Text segment:
★ ★ ★
Keywords

1 Introduction

The recent great emerge of social media and social activities, together with advances in digital multimedia user-generated content, shifted research interest to unprecedented domains, like the ones related to the acquisition of information and analysis of the online “footsteps” or presence of users. The latter is often used to produce semi-automatic knowledge about users’ whereabouts, interests or even recommend them additional, semantically related information towards covering their information needs. In this framework photographs accompanied by useful metadata information, like tags and/or geo-tags, are considered to be the ideal source of information for the discovery of meaningful, popular trends with respect to users’ behavior. More specifically, location-based info mined from such geo-tagged images offers a great opportunity to analyze users’ preferences in their daily lives and complement the knowledge of their social activities through the utilization of associated tags. In this paper we present a novel approach that exploits both tags and geo-tags, towards the discovery of areas of interest.

Still, the above interpretation would be insufficient, in case it ignored the underlying semantics. By introducing a semantic geo-clustering approach we provide a novel analysis framework to merge meaningful areas of interest. In this manner we simultaneously take into consideration both location-based information in the sense of user transitions and user-location relations by incorporating respective semantic knowledge. The proposed method attempts to improve related supervised clustering approaches, by adding the inherent semantics of user tagged images derived from Flickr social network in order to enhance the precise establishment of the analysis classes. More specifically, the herein presented approach is evaluated using a large Flickr dataset consisting of approx. 80K geo-tagged images taken in Athens, Greece.

The rest of the paper is organized as follows: In next Sect. 2 we present relevant research efforts that also exploit user-generated geodata and metadata from Flickr. The proposed method is presented in Sect. 3. Then, in Sect. 4 we present early experimental results, along with the dataset used. Finally, we draw our conclusions and discuss plans for future work in Sect. 5.
★ ★ ★
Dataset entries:
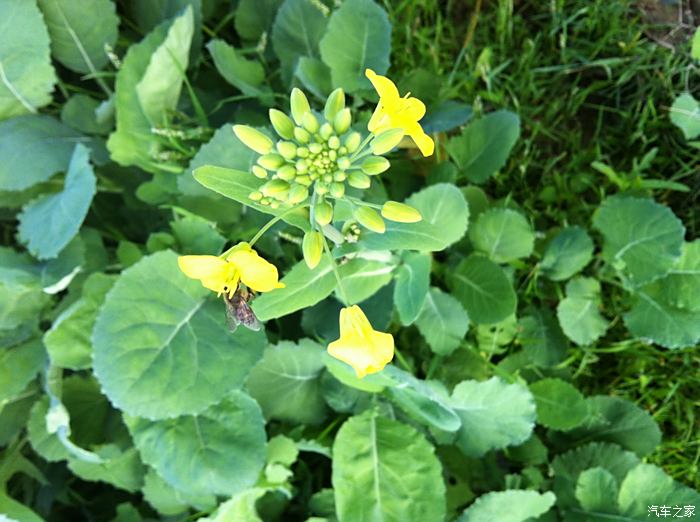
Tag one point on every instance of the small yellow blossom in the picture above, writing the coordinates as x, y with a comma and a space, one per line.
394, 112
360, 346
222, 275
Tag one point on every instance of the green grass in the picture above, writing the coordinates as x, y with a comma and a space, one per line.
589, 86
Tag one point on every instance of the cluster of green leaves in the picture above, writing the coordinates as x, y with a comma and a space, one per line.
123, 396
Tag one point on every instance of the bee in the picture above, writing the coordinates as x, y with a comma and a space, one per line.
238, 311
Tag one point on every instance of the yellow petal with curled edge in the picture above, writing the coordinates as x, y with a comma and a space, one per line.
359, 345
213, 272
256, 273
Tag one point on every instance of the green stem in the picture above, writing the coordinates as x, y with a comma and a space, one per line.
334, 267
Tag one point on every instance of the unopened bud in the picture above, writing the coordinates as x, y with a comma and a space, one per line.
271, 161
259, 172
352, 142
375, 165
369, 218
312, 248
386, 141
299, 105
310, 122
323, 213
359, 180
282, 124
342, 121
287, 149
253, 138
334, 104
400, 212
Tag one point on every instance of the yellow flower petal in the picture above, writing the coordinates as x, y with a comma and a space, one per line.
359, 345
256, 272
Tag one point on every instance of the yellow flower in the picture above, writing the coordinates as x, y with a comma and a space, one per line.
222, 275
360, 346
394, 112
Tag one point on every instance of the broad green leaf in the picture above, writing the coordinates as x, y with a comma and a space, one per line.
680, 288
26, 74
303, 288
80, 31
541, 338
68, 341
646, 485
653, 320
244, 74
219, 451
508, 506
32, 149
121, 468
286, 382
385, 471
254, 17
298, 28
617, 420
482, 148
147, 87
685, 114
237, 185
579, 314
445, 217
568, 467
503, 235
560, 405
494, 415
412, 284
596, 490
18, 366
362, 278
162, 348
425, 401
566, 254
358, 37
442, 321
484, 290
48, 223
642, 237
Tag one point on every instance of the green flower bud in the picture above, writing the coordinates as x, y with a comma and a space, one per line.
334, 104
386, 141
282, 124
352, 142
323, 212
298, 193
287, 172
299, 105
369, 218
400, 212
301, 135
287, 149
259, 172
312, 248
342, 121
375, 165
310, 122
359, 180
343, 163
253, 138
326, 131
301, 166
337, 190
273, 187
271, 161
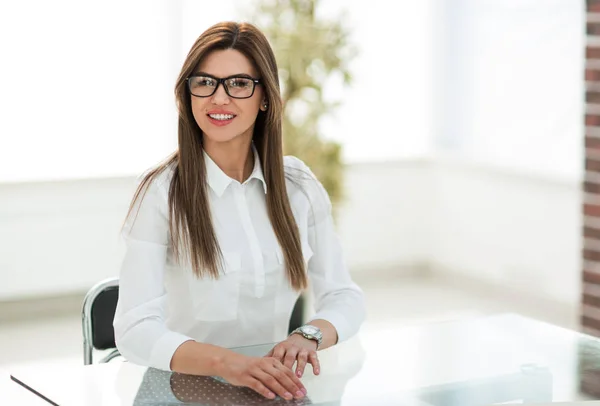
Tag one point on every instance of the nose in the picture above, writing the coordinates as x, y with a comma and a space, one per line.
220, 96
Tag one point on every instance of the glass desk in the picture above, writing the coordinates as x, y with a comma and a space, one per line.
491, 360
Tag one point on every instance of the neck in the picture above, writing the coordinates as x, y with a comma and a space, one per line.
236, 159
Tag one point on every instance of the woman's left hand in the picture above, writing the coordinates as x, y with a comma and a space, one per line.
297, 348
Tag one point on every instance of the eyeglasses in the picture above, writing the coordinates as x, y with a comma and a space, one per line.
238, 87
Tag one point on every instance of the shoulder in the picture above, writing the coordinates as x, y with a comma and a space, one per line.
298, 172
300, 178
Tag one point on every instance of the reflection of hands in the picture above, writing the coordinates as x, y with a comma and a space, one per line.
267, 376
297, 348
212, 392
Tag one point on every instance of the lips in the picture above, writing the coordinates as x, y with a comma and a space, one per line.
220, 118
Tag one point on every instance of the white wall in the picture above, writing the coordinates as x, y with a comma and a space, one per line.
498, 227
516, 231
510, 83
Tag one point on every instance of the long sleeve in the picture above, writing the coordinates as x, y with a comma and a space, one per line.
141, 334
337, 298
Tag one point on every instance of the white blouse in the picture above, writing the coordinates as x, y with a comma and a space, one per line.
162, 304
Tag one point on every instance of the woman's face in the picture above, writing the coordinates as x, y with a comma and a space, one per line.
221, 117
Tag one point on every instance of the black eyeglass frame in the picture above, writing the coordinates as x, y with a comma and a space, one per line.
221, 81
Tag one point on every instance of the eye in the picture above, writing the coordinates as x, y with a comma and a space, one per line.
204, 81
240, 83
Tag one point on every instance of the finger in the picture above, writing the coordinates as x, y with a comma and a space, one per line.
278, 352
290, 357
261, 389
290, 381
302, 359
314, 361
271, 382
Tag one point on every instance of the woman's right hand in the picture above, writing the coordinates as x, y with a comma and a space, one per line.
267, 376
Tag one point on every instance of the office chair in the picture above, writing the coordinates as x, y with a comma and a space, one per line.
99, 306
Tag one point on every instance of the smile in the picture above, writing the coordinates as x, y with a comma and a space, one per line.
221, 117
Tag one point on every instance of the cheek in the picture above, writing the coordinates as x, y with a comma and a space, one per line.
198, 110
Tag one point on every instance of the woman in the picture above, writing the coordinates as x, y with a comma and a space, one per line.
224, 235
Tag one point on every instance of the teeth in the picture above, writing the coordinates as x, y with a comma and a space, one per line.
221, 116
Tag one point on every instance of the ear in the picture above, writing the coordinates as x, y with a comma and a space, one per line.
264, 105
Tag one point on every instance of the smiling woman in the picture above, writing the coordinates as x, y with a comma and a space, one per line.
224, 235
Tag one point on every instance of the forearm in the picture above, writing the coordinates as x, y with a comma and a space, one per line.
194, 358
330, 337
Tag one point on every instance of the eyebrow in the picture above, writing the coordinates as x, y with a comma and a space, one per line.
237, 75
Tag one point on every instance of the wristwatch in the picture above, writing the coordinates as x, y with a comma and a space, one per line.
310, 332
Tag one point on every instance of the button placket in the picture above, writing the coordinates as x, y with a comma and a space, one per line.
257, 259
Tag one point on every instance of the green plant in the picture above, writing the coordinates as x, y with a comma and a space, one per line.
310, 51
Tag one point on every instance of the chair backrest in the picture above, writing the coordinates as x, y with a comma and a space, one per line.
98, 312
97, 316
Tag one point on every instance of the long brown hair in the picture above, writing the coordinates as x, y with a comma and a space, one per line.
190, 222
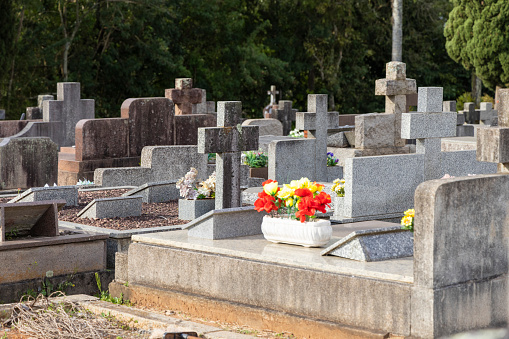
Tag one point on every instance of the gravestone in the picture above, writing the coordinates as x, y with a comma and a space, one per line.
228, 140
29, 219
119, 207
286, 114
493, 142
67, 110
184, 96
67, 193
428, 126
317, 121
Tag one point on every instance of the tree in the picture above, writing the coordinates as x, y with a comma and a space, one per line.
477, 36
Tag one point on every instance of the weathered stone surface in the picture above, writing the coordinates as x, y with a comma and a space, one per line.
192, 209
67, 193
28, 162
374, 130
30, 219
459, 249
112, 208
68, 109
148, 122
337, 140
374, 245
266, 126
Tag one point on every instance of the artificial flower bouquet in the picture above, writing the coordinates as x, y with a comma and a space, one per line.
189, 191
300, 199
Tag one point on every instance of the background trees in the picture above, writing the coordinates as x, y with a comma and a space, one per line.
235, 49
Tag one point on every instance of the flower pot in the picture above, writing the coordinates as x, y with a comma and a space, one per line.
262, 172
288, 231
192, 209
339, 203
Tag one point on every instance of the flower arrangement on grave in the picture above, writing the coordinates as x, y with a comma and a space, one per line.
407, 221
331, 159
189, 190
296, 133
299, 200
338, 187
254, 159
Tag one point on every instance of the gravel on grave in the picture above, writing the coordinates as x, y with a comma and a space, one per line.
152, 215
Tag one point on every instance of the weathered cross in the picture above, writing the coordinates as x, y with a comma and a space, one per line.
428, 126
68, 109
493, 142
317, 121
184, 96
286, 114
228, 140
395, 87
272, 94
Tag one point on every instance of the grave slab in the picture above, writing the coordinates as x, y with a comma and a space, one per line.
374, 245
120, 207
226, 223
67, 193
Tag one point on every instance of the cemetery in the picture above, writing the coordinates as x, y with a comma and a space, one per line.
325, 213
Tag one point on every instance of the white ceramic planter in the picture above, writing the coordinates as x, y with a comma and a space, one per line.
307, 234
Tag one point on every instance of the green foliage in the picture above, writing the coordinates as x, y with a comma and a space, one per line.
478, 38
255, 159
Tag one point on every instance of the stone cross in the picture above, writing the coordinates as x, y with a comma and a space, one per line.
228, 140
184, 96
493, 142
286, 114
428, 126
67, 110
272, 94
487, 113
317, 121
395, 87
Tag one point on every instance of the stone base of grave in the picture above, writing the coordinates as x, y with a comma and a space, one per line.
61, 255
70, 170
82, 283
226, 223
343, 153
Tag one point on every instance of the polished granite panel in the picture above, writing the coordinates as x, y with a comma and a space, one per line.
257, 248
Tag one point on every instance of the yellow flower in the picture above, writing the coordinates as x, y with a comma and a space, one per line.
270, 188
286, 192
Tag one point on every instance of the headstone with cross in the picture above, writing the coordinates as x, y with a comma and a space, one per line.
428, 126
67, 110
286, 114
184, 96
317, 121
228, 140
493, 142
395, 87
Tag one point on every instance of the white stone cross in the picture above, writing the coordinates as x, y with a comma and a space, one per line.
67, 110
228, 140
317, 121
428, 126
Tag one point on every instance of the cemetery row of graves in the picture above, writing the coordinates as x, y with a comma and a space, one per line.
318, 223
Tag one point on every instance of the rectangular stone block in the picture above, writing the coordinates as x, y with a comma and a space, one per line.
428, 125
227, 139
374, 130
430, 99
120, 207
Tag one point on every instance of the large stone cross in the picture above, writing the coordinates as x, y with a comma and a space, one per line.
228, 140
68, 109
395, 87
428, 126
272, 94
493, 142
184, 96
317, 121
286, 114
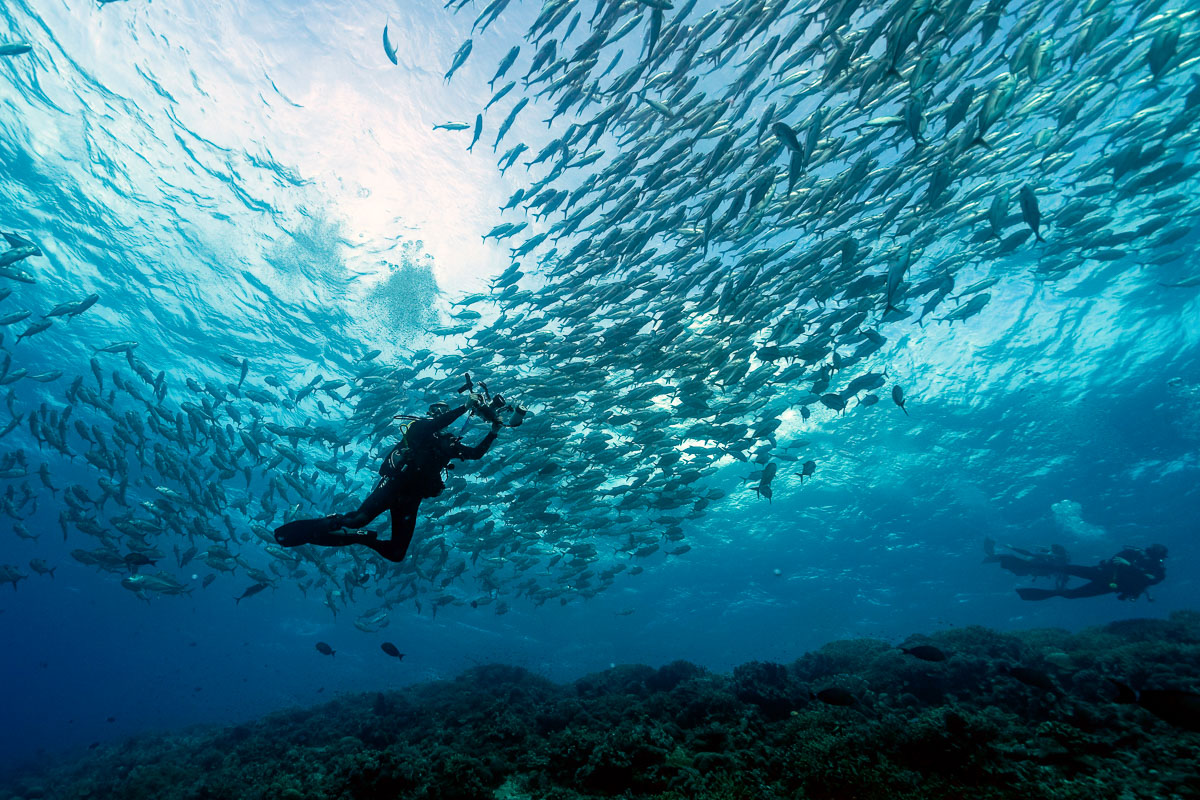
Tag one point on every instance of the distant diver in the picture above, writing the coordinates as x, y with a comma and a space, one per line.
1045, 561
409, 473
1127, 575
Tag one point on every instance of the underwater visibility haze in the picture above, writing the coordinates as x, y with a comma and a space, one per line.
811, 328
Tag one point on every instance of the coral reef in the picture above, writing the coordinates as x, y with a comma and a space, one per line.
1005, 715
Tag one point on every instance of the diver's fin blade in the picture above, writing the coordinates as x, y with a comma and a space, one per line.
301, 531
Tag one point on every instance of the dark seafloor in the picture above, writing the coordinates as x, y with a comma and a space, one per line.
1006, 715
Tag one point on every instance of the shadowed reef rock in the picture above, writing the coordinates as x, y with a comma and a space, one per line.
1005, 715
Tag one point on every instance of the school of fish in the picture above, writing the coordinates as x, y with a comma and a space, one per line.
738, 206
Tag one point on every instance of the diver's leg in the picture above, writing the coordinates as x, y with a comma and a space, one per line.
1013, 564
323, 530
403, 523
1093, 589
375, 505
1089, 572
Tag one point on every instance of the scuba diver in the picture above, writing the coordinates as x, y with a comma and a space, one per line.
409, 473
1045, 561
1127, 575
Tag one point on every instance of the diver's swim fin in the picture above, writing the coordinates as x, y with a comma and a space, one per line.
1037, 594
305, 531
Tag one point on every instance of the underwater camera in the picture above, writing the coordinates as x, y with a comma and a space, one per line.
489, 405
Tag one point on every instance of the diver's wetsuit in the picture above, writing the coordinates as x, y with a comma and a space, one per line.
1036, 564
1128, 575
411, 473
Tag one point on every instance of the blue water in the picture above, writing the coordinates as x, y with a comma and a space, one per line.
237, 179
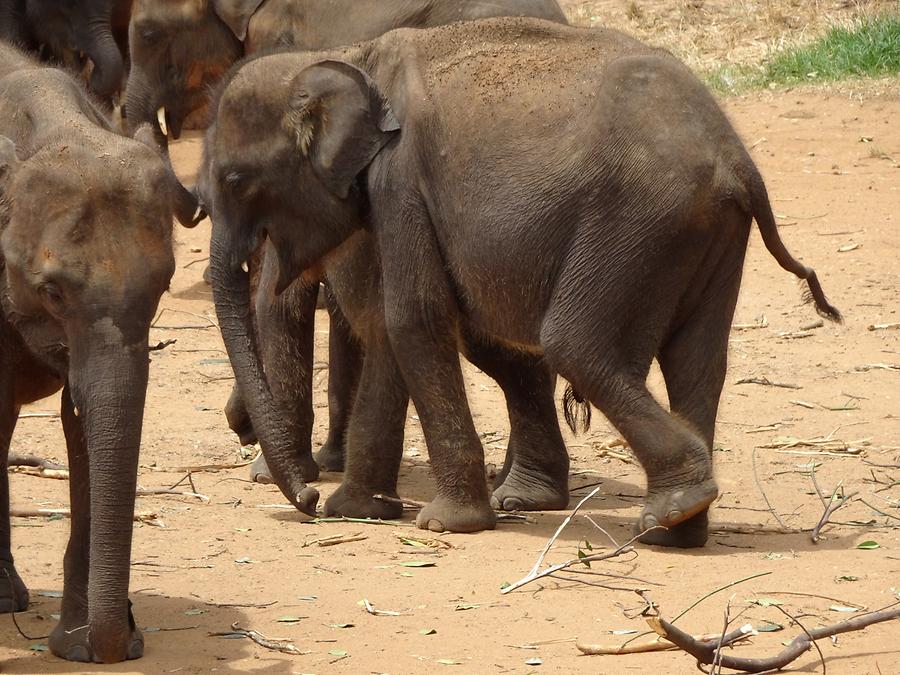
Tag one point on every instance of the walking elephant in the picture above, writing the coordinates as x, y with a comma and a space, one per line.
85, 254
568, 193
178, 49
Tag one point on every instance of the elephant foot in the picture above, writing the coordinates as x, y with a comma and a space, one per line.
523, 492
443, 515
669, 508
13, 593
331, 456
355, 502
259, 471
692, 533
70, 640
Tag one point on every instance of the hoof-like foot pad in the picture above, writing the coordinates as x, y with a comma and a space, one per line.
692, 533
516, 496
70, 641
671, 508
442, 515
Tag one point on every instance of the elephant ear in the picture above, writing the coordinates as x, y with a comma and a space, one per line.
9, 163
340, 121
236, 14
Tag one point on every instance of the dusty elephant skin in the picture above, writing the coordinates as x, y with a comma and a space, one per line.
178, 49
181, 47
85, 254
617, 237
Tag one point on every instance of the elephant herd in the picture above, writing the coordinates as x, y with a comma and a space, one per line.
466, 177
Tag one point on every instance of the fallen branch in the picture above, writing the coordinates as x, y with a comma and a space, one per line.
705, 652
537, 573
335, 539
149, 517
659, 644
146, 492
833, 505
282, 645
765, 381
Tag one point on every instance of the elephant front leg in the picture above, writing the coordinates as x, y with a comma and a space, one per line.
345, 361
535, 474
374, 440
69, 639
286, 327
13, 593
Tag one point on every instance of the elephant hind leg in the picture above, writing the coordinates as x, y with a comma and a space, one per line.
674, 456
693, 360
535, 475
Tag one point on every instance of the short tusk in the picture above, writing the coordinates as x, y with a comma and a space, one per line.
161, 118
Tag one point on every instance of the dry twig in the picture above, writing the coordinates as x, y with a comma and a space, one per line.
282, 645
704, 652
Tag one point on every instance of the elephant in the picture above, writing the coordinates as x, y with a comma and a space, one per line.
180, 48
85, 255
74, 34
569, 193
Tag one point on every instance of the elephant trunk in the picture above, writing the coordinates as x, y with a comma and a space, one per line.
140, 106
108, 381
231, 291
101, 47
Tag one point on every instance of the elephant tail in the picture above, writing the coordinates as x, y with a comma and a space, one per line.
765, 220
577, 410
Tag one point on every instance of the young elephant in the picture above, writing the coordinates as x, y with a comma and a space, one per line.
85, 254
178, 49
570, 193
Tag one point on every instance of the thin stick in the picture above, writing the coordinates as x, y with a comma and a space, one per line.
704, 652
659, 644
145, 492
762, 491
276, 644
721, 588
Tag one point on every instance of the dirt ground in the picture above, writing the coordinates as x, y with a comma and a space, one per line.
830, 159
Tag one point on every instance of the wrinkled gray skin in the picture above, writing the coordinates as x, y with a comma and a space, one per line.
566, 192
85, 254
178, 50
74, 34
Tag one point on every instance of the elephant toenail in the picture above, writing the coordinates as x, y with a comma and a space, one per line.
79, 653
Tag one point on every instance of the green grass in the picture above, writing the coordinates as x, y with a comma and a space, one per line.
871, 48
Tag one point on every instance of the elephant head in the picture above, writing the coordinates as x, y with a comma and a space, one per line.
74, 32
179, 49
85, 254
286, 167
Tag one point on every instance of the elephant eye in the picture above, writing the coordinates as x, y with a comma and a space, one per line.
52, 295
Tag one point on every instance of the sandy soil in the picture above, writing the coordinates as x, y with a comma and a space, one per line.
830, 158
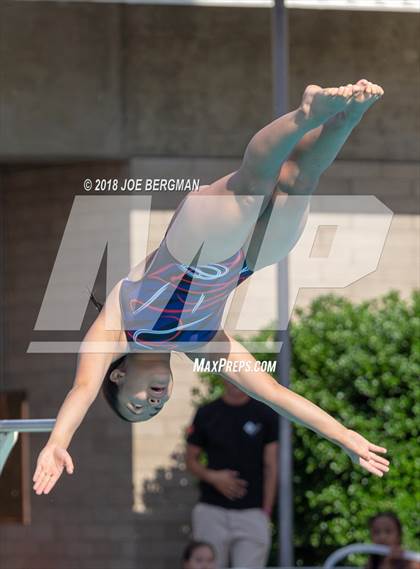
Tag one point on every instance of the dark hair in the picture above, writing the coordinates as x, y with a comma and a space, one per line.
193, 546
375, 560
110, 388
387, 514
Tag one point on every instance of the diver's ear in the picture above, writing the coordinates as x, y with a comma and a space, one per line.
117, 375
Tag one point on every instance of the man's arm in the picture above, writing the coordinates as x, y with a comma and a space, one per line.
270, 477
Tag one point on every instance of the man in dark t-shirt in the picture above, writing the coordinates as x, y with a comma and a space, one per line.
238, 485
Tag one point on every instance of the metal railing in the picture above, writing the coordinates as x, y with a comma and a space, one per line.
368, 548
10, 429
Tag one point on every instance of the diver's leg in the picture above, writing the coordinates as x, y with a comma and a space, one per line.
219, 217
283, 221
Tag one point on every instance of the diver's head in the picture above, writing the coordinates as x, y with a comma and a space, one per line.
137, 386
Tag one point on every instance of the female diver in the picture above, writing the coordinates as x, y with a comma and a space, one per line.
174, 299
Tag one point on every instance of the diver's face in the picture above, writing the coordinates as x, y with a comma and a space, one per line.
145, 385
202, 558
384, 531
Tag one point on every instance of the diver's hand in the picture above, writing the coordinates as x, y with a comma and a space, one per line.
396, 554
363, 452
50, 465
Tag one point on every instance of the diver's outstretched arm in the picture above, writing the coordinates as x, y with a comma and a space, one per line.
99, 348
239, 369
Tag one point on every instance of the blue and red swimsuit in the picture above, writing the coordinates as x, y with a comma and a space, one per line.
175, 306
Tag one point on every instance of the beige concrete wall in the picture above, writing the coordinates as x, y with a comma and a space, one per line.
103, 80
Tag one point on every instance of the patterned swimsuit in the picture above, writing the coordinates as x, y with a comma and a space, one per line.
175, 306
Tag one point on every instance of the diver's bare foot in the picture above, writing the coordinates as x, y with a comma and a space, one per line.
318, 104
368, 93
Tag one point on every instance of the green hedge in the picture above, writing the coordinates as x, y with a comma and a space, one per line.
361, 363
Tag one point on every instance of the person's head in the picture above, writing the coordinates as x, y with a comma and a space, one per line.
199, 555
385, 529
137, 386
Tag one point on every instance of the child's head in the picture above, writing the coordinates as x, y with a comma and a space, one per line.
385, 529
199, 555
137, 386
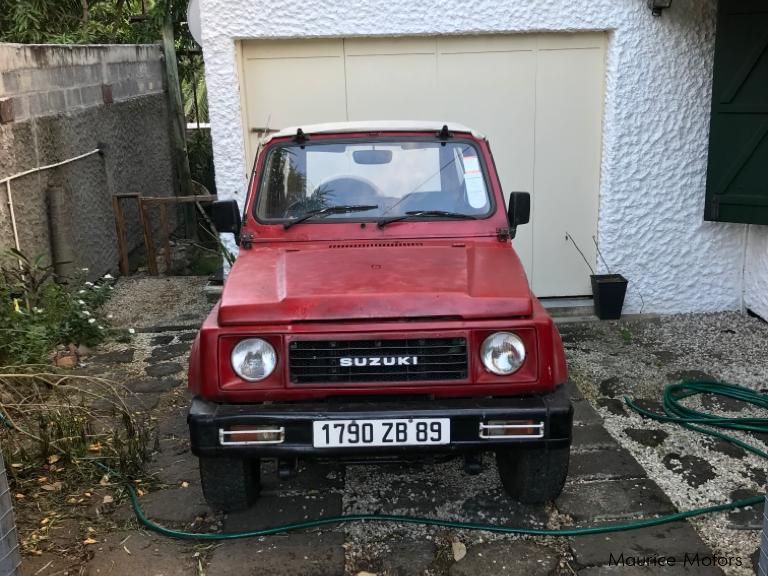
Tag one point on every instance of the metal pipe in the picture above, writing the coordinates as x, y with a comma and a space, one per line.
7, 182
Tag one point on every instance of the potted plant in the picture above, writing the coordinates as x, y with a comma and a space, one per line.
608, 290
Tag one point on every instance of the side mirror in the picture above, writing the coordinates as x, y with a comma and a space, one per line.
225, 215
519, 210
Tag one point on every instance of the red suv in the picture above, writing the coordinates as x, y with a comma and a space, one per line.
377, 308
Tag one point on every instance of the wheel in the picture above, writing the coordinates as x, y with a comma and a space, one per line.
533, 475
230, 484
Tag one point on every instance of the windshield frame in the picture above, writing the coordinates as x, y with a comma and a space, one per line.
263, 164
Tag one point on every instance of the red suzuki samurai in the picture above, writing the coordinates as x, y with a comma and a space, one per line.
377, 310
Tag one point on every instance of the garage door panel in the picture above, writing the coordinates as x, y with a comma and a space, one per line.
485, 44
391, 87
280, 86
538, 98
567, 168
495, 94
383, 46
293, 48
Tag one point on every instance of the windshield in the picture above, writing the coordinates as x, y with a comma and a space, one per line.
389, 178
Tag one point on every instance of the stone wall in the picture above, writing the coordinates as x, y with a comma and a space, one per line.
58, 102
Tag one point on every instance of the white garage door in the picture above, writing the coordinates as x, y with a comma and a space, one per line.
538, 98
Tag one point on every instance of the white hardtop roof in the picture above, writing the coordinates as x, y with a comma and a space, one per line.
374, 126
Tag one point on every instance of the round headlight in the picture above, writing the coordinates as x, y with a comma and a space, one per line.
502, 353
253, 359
★ ★ ★
Brief: Resume the text on semantic geo-clustering of geo-tagged Flickr images, picking up right after its final sentence. None of the data is needed here.

Answer to this task:
2 Related Work

The motivation of this work is to ultimately “discover” large and somehow “homogeneous” areas of interest, by merging small geographic “tiles”, based on sets of tags that have been added spontaneously by Flickr users. We feel that this work in novel and to the best of our knowledge there does not exist one to be compared with in terms of the produced results. However and since the aforementioned areas of interest are mainly constituted by tourist attractions (since tags have been harvested by touristic photos), it is related to research activities that aim to provide recommendations of places and/or trends using information directly from geo-tagged photos of Flickr. In general, metadata extracted from Flickr, with or without the aid of visual information have been extensively used in the literature for various research goals. A survey may be found in [8].

Since tags form the most “primitive” type of used-generated knowledge, they have been used in many research efforts. Tags, date information and geo-tags have been exploited by Chen and Roy [3], who used temporal and location distributions and photo visual similarity to extract mainly periodic events. Discovering trends for tourist attractions was the goal of Van Canneyt et al. [9], whose recommendation system adopted a probabilistic approach, ranking places of interest according to their popularity and user–related temporal information. Data clustering on geo-tagged photos was also the goal of Kisilevich et al. [5] who aimed to determine urban areas of interest by analyzed spatial and temporal distributions of metatdata so as to identify events and ranked places of interest. Cao et al. [2], proposed a tourism recommendation system. They used mean shift clustering and built a set of representative images and tags for each cluster. Ahern et al. [1] analyzed tags that have been collected from geo-tagged photos of a specific area, and upon a TF-IDF-based approach extracted a set of the most representative ones. Similarly, Serdyukov et al. [6] aimed to predict the location photos were taken, relying solely on textual tags.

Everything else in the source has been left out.